**** Supplied material ****

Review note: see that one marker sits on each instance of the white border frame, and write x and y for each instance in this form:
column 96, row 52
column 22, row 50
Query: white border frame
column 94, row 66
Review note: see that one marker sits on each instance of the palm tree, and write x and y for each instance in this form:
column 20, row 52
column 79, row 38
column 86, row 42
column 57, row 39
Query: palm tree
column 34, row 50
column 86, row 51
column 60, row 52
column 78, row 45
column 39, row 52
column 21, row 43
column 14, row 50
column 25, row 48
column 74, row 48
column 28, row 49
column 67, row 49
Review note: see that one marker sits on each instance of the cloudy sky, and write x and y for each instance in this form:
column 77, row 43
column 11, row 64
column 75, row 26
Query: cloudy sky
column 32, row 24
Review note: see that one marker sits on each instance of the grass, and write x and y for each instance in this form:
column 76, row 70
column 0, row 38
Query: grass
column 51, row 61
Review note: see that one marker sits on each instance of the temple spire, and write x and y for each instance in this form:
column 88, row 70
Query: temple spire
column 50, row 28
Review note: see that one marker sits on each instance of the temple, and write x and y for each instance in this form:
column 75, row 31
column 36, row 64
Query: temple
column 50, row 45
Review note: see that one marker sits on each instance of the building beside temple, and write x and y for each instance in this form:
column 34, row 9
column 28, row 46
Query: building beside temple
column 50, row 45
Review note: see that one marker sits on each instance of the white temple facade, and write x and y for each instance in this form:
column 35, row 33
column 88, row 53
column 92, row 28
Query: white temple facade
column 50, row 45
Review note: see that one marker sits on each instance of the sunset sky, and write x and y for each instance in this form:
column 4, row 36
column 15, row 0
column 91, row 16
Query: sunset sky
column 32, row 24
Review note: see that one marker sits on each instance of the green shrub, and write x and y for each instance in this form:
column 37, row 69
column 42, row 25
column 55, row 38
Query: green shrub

****

* **Task to carry out**
The stopping point is the line containing "column 79, row 38". Reproduce exactly every line of the material from the first through that one.

* **Result**
Review note: see that one marker sits on each instance of the white border frame, and write x and y for each instance in this form:
column 96, row 52
column 22, row 50
Query: white border frame
column 94, row 66
Review note: see that one marker sits on each instance of the palm tree, and write x and y for each instance in this form:
column 20, row 52
column 79, row 38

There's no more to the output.